Requirement => Copy all of the material below line for line, keeping the text lines unchanged, and shift every bounding box coordinate up by 25.

---------- Information shown ----------

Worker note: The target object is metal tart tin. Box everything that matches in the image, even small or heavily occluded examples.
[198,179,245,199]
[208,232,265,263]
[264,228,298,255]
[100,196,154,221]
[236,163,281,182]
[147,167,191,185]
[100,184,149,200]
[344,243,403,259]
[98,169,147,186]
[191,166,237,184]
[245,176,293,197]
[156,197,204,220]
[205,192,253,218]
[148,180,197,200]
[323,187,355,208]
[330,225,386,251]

----------

Written reply =>
Worker note: The target object is metal tart tin. Box everything that matches in the image, even small or heavily occluded examples.
[223,204,270,224]
[233,257,290,288]
[289,253,323,280]
[125,221,179,246]
[261,188,306,207]
[172,192,216,210]
[125,209,174,225]
[369,268,428,284]
[123,194,172,211]
[216,191,262,209]
[270,201,318,222]
[181,222,229,245]
[230,217,278,243]
[173,205,222,225]
[348,212,380,233]
[355,250,411,276]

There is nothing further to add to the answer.